§ Set exercise:
Pull out each line in the records that contains the string "coords" and list those lines.

§ Records:
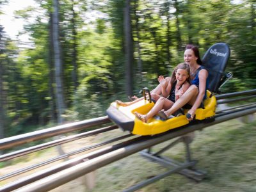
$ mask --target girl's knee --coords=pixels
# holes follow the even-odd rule
[[[159,97],[159,95],[155,93],[151,93],[151,98],[157,100],[158,99],[158,98]]]
[[[189,90],[191,92],[195,92],[195,93],[198,93],[198,88],[195,84],[191,84],[189,86]]]

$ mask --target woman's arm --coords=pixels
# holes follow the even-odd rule
[[[197,95],[196,99],[193,105],[192,108],[188,112],[192,115],[191,119],[193,118],[196,109],[200,106],[203,101],[204,94],[205,93],[206,88],[206,79],[208,77],[208,72],[205,69],[202,69],[199,72],[199,92]]]
[[[182,84],[182,86],[180,88],[180,89],[177,92],[175,92],[175,100],[178,100],[181,97],[181,95],[182,95],[184,93],[185,93],[186,91],[188,90],[189,86],[190,84],[188,81],[186,81]]]
[[[167,83],[166,86],[162,86],[162,96],[166,98],[172,89],[171,77],[167,77],[164,79]]]

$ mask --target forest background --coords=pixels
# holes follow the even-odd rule
[[[115,99],[170,75],[188,43],[201,57],[228,44],[234,77],[222,93],[256,87],[255,0],[35,1],[15,12],[27,20],[20,34],[29,46],[0,24],[0,138],[105,116]]]

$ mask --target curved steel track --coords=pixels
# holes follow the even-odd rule
[[[255,94],[256,90],[252,90],[216,95],[218,104],[236,102],[237,100],[246,100],[247,103],[216,111],[215,120],[212,122],[205,123],[200,122],[195,124],[189,124],[188,125],[153,136],[140,136],[130,134],[121,135],[120,136],[113,138],[95,145],[86,146],[83,148],[74,150],[69,154],[49,159],[38,164],[35,164],[1,176],[0,180],[5,180],[21,173],[63,159],[75,154],[84,152],[88,150],[90,150],[90,151],[91,150],[93,150],[93,151],[86,154],[81,154],[77,157],[60,163],[58,165],[52,166],[51,168],[38,171],[29,176],[8,183],[0,187],[0,191],[10,191],[17,189],[19,189],[17,191],[45,191],[51,190],[112,162],[165,141],[224,121],[255,113],[256,103],[248,103],[249,99],[253,100],[253,99],[255,99]],[[239,98],[230,99],[231,97],[237,97]],[[60,134],[82,130],[94,125],[103,125],[107,124],[107,127],[97,129],[94,131],[67,136],[64,138],[0,156],[0,161],[11,159],[86,136],[104,134],[104,132],[117,129],[116,125],[109,125],[109,120],[108,116],[102,116],[1,140],[0,149],[8,148],[31,141],[51,138]],[[122,132],[120,132],[120,133]],[[104,145],[106,146],[102,148],[102,147]],[[86,161],[84,161],[84,159],[86,159]]]

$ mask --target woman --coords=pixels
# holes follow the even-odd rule
[[[169,96],[159,98],[154,107],[146,115],[134,112],[135,116],[142,122],[147,123],[150,118],[157,114],[159,110],[170,109],[189,87],[189,74],[190,70],[188,64],[185,63],[179,64],[173,70],[171,81],[168,83],[170,84],[170,89],[166,90]]]
[[[188,90],[167,111],[159,111],[158,115],[164,119],[174,113],[186,104],[191,106],[188,113],[190,114],[188,120],[194,118],[195,111],[204,99],[206,99],[206,90],[209,84],[208,72],[201,65],[198,48],[193,45],[187,45],[184,52],[184,61],[190,67],[190,80],[191,85]]]

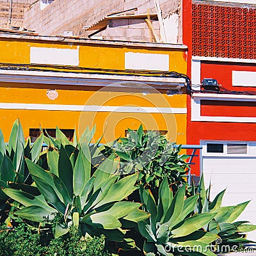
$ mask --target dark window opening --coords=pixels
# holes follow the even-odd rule
[[[148,130],[148,131],[159,132],[159,135],[166,135],[166,134],[167,134],[167,132],[168,132],[167,131],[163,131],[163,130],[161,130],[161,131]],[[125,136],[127,136],[128,134],[128,130],[125,130]],[[143,130],[143,132],[147,133],[147,132],[148,132],[147,130]]]
[[[47,136],[45,130],[49,135],[50,135],[51,137],[56,138],[56,129],[43,129],[44,134]],[[74,130],[73,129],[61,129],[60,131],[64,133],[70,141],[73,141],[74,132]],[[35,142],[40,134],[40,132],[39,129],[29,129],[29,136],[31,139],[31,142]]]
[[[207,153],[223,153],[223,144],[207,143]]]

§ Task response:
$ mask --target girl's knee --coords=pixels
$ mask --target woman's arm --coords=pixels
$ mask --target forest background --coords=pixels
$ mask --target curved steel track --coords=pixels
$ mask --target woman --coords=pixels
$ mask --target dark window opening --coords=pixels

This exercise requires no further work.